Task directions -> Would you restate each entry word for word, omitting the pictures?

Material for this task ->
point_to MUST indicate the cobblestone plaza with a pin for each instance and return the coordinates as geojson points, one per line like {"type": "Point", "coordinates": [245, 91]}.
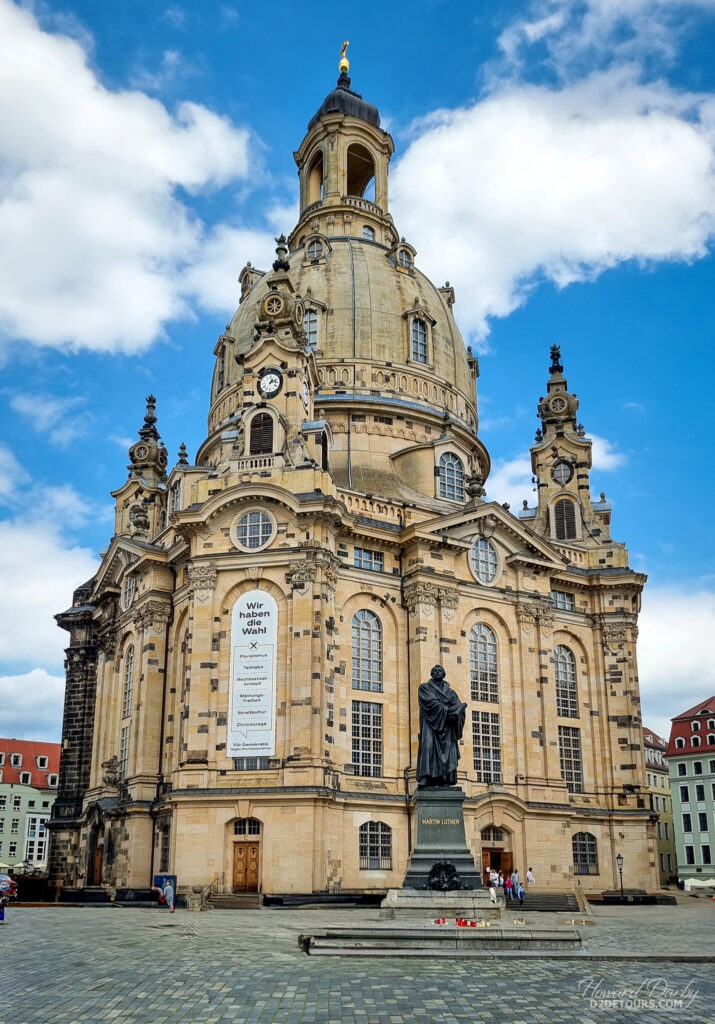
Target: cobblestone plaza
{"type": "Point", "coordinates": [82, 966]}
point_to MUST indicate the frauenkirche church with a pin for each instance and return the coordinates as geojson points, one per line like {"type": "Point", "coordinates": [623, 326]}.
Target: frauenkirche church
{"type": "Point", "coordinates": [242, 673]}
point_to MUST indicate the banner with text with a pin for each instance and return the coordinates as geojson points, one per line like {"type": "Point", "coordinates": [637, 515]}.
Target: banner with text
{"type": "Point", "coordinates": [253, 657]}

Problem solution ->
point_to MUST indicate the cobblestone plaza with a pin for each instance and return the coordinates as geojson points, one per line like {"type": "Point", "coordinates": [245, 91]}.
Target: cobblestone plaza
{"type": "Point", "coordinates": [82, 966]}
point_to MUST indicate the frauenkirche church with a pin for each instance and return the coordinates as geojson points, one per line like {"type": "Point", "coordinates": [623, 326]}.
Target: frauenkirche church
{"type": "Point", "coordinates": [242, 673]}
point_to MUST indicate the banner with text with a pin for each instance and return the coordinates as geojson points, one per line like {"type": "Point", "coordinates": [637, 515]}.
Target: banner with text
{"type": "Point", "coordinates": [253, 657]}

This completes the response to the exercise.